◆ **Directions**:
Reproduce every item below word for word, keeping each line unchanged and in its original order.

◆ **Provided records**:
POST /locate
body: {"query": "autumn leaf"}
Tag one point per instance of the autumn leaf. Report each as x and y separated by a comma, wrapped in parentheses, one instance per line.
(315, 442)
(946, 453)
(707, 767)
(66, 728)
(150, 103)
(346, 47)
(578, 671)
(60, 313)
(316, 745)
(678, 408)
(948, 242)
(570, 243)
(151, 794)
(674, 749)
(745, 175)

◆ **Problem solution**:
POST /locate
body: {"query": "autumn leaf"}
Tag one point per instance of the autumn leaf. Report each as x and y separated by a comma, wrapped in parentheses, one instance per line.
(315, 442)
(946, 453)
(707, 767)
(66, 728)
(150, 103)
(346, 47)
(578, 671)
(60, 313)
(316, 745)
(678, 408)
(948, 242)
(570, 243)
(151, 794)
(674, 749)
(745, 175)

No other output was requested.